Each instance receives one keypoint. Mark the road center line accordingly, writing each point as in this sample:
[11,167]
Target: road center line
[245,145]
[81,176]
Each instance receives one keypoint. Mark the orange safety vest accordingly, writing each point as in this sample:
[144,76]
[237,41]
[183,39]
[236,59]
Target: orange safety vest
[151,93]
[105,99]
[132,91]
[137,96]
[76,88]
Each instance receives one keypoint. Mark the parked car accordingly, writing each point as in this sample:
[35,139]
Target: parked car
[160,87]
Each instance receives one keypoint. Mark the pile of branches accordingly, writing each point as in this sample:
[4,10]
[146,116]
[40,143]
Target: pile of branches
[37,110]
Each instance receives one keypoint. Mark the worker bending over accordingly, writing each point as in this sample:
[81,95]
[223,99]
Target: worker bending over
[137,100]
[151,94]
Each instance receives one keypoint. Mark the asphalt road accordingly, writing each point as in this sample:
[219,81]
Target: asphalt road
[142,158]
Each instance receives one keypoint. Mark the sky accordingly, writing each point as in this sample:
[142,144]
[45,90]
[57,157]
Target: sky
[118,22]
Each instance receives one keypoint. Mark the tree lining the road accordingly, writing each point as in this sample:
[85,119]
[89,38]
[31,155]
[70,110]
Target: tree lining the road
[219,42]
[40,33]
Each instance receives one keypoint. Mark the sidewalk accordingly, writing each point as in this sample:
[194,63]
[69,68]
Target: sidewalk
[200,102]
==
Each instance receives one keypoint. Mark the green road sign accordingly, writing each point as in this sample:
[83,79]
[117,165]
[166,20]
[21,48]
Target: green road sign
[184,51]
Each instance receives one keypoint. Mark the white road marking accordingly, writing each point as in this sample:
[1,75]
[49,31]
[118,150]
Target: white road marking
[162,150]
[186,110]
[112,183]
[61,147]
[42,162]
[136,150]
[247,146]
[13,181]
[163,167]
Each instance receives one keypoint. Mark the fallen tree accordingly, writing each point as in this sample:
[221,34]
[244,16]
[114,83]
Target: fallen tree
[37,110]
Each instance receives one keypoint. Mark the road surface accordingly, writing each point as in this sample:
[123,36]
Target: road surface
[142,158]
--
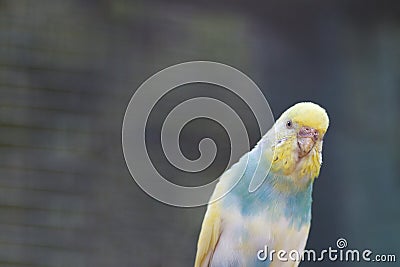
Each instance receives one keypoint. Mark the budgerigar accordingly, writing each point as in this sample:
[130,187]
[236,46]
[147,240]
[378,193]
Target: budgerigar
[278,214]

Task statement
Count how many lines of the records above contain the string "sidewalk", treating uppercase and lowercase as different. Reply with only the number.

Answer
2